* About this task
Transcribe the entries below exactly from their first line through the line containing "Target: car windshield", and let no picture into the copy.

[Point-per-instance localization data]
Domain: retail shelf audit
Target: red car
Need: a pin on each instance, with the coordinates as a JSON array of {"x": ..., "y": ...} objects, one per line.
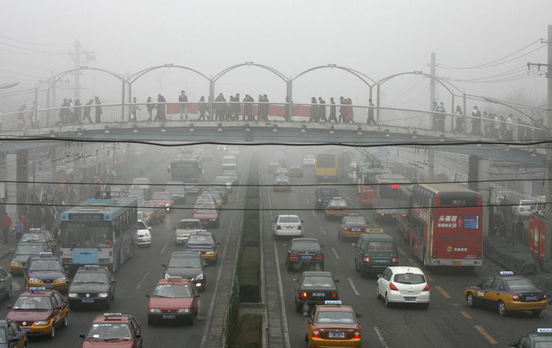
[
  {"x": 113, "y": 330},
  {"x": 164, "y": 199},
  {"x": 173, "y": 299},
  {"x": 40, "y": 312},
  {"x": 208, "y": 217}
]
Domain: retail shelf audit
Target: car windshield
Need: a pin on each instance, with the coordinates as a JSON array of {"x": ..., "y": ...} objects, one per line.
[
  {"x": 172, "y": 290},
  {"x": 109, "y": 331},
  {"x": 409, "y": 278},
  {"x": 161, "y": 196},
  {"x": 327, "y": 317},
  {"x": 90, "y": 277},
  {"x": 317, "y": 282},
  {"x": 46, "y": 265},
  {"x": 33, "y": 302},
  {"x": 289, "y": 219},
  {"x": 520, "y": 284},
  {"x": 29, "y": 249},
  {"x": 305, "y": 246},
  {"x": 184, "y": 262},
  {"x": 189, "y": 225}
]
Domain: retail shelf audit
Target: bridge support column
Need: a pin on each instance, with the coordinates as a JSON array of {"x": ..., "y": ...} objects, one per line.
[{"x": 22, "y": 176}]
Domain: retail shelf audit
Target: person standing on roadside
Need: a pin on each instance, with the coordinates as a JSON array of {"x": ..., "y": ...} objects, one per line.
[{"x": 5, "y": 224}]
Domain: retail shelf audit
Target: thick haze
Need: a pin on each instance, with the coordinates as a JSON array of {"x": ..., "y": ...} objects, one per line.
[{"x": 377, "y": 38}]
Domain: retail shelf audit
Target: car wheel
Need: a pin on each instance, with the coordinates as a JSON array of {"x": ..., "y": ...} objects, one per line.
[
  {"x": 470, "y": 300},
  {"x": 52, "y": 332},
  {"x": 387, "y": 303},
  {"x": 65, "y": 321},
  {"x": 502, "y": 309}
]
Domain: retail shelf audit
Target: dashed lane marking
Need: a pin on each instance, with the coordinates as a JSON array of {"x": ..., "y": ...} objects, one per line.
[
  {"x": 142, "y": 281},
  {"x": 443, "y": 292},
  {"x": 335, "y": 253},
  {"x": 353, "y": 286},
  {"x": 485, "y": 334}
]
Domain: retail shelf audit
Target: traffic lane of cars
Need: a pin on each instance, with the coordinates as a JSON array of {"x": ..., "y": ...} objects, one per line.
[{"x": 421, "y": 323}]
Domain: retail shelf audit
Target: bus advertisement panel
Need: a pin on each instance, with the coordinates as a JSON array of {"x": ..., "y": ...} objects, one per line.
[
  {"x": 446, "y": 225},
  {"x": 101, "y": 233}
]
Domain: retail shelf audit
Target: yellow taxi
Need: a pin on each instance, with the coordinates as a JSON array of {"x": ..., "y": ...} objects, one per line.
[
  {"x": 336, "y": 208},
  {"x": 353, "y": 225},
  {"x": 40, "y": 312},
  {"x": 507, "y": 292},
  {"x": 333, "y": 325}
]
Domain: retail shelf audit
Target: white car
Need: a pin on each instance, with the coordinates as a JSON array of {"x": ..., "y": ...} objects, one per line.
[
  {"x": 143, "y": 234},
  {"x": 401, "y": 284},
  {"x": 308, "y": 161},
  {"x": 287, "y": 226}
]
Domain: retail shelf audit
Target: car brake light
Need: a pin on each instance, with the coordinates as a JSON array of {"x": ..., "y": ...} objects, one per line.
[{"x": 315, "y": 333}]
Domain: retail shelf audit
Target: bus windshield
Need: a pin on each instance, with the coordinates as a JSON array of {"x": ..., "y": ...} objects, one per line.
[{"x": 86, "y": 234}]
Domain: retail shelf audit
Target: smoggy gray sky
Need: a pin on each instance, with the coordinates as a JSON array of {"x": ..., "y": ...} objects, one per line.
[{"x": 377, "y": 38}]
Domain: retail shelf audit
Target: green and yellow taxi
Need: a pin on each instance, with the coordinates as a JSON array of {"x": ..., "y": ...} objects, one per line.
[
  {"x": 24, "y": 250},
  {"x": 336, "y": 208},
  {"x": 45, "y": 270},
  {"x": 535, "y": 339},
  {"x": 507, "y": 292},
  {"x": 353, "y": 225},
  {"x": 40, "y": 312}
]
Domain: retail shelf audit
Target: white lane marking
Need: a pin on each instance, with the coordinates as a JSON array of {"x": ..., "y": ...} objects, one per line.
[
  {"x": 164, "y": 248},
  {"x": 380, "y": 336},
  {"x": 142, "y": 281},
  {"x": 353, "y": 286}
]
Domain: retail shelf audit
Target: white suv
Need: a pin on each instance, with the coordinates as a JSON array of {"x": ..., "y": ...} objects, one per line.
[{"x": 287, "y": 226}]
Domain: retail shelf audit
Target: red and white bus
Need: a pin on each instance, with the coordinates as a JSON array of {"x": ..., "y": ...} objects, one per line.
[
  {"x": 446, "y": 225},
  {"x": 367, "y": 177}
]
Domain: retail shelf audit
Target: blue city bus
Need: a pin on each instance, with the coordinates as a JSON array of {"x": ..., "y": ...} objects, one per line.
[{"x": 102, "y": 232}]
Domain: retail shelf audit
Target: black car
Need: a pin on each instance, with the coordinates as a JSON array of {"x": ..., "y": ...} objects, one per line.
[
  {"x": 188, "y": 265},
  {"x": 11, "y": 335},
  {"x": 92, "y": 285},
  {"x": 305, "y": 252},
  {"x": 206, "y": 244},
  {"x": 314, "y": 288}
]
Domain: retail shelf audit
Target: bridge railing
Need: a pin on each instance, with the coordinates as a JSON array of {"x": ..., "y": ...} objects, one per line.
[{"x": 385, "y": 116}]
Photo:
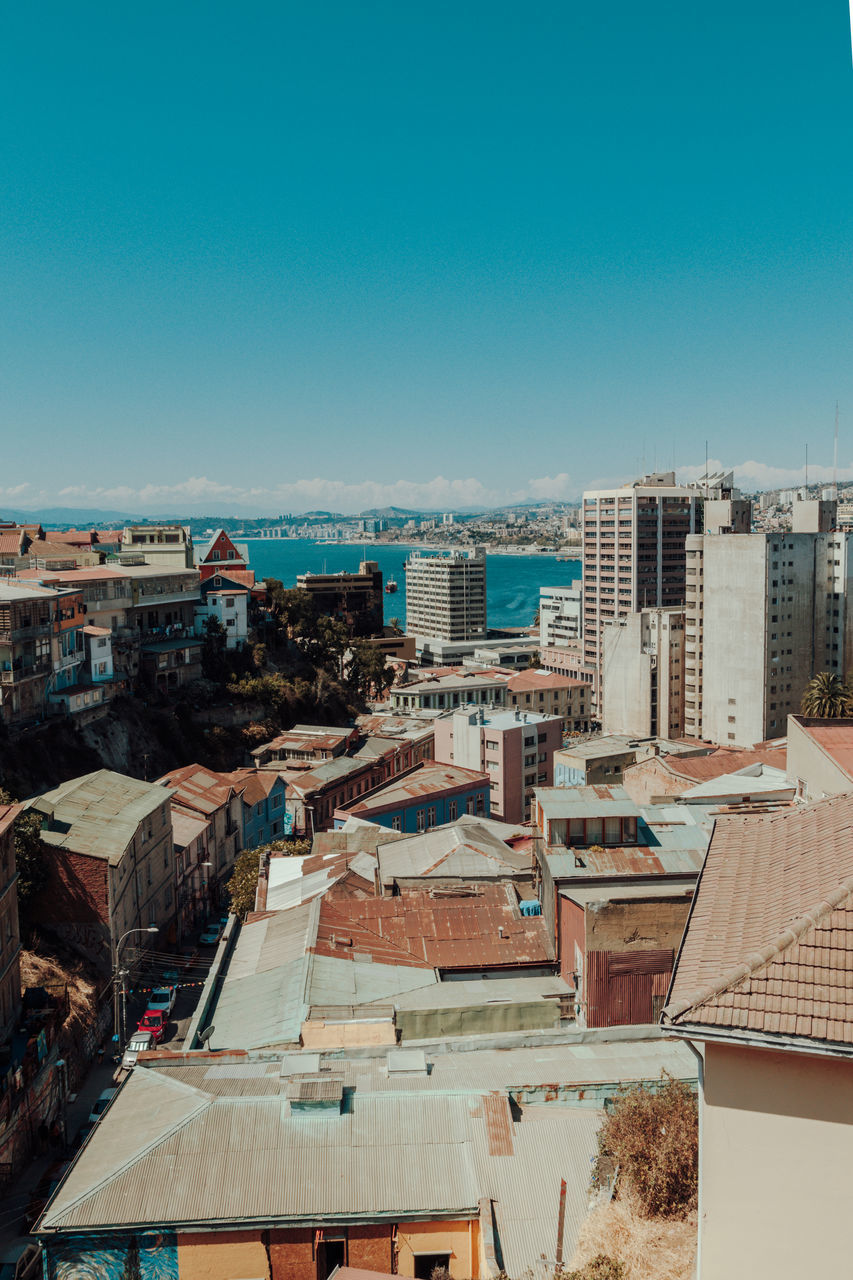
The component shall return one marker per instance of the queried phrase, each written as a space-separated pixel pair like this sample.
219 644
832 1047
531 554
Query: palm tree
828 696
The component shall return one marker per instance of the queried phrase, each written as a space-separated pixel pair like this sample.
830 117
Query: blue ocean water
511 581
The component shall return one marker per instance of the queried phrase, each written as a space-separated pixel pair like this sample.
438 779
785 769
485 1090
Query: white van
138 1043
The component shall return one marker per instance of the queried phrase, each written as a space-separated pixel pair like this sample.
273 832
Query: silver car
138 1043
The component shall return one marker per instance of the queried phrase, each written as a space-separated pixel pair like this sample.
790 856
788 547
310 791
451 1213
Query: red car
154 1020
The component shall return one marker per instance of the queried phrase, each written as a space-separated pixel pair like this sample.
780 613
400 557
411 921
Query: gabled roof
769 944
460 850
220 542
97 813
197 787
834 737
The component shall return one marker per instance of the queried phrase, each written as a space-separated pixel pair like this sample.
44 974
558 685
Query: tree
653 1137
214 661
30 854
828 696
242 885
368 672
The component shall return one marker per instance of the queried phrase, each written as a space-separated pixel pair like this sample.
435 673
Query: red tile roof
197 787
769 945
724 759
254 785
834 737
466 928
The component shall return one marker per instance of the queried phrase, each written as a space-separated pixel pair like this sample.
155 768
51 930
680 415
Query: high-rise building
446 595
763 613
354 599
634 554
643 673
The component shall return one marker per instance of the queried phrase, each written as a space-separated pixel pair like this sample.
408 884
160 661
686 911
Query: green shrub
601 1267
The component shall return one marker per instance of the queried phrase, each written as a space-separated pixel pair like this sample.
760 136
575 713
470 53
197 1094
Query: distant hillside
82 517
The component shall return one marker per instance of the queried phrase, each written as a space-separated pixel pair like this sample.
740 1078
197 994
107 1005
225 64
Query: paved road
191 970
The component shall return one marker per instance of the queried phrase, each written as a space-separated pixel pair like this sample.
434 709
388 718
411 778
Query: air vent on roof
315 1095
407 1061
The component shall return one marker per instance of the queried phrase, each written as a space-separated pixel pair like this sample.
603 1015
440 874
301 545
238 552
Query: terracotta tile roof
724 759
464 928
254 785
10 542
532 679
197 787
834 737
769 945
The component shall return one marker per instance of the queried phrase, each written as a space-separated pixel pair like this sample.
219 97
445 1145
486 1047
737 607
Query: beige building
158 544
643 673
110 859
9 927
820 755
446 595
761 991
763 613
634 554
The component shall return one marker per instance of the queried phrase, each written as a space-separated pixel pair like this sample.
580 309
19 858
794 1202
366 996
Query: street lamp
117 1037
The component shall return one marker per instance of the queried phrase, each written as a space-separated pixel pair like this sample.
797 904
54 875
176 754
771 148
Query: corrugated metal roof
101 812
424 781
351 982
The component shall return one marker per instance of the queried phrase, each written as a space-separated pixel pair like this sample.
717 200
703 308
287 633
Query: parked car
101 1105
154 1020
45 1188
21 1261
163 997
138 1043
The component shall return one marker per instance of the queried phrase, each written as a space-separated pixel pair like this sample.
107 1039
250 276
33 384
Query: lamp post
205 887
118 1032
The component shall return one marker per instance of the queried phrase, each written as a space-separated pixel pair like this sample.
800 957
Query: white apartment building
560 616
643 673
446 595
763 613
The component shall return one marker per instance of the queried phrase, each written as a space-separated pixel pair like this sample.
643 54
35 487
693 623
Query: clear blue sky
428 254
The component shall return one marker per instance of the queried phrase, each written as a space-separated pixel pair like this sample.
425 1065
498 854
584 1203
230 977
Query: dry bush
647 1248
653 1137
601 1267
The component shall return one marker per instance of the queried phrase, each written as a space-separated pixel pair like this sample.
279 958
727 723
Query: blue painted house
429 795
264 817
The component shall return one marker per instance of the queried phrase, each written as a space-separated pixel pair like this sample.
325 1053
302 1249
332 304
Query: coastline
414 547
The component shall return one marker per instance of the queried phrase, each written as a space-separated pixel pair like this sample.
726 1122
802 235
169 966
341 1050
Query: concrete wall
626 679
775 1165
810 764
460 1238
637 926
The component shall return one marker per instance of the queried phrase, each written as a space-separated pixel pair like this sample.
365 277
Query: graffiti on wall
114 1257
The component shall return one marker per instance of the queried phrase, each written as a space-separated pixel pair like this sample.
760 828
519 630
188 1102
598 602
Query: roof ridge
756 960
159 1079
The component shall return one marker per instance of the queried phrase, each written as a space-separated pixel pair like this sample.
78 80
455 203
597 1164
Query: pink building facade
512 746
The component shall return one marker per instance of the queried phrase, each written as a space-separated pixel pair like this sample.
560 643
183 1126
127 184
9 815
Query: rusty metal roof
477 927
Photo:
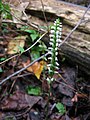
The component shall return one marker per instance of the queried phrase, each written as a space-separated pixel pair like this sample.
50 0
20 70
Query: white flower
52 31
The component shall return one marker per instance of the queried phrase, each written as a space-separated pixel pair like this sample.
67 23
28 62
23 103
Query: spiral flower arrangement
55 40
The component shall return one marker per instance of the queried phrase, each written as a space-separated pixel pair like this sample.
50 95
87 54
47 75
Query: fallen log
77 48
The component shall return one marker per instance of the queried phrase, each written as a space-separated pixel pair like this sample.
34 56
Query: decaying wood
77 48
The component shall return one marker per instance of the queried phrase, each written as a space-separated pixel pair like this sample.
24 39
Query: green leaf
21 49
60 108
2 59
1 69
34 90
30 31
35 54
34 36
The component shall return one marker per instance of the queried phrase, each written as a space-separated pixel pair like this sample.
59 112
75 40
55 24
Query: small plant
5 11
55 35
60 107
40 47
33 90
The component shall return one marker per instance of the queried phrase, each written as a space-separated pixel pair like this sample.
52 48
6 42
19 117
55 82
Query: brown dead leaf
13 45
18 101
36 68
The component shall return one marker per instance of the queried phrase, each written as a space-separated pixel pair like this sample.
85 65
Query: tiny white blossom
52 31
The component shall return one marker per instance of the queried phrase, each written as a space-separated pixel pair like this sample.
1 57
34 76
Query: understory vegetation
36 81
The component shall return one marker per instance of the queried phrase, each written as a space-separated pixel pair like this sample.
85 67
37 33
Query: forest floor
24 91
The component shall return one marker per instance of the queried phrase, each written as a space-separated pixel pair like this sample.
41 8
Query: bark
77 48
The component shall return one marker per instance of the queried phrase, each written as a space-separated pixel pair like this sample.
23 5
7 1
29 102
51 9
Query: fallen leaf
18 101
13 45
36 68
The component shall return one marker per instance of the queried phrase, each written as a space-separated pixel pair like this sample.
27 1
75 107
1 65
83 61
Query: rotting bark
77 48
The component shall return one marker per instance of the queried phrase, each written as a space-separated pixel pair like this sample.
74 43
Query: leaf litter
21 98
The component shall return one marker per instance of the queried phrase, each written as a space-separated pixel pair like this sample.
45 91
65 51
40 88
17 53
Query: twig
7 78
44 14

* The answer
Domain: retail shelf audit
Target: red car
Need: a pin on each instance, with the coordinates as a JSON array of {"x": ..., "y": ...} objects, one per line.
[
  {"x": 113, "y": 330},
  {"x": 164, "y": 199},
  {"x": 173, "y": 299},
  {"x": 40, "y": 312},
  {"x": 208, "y": 217}
]
Domain: retail shelf audit
Target: car windshield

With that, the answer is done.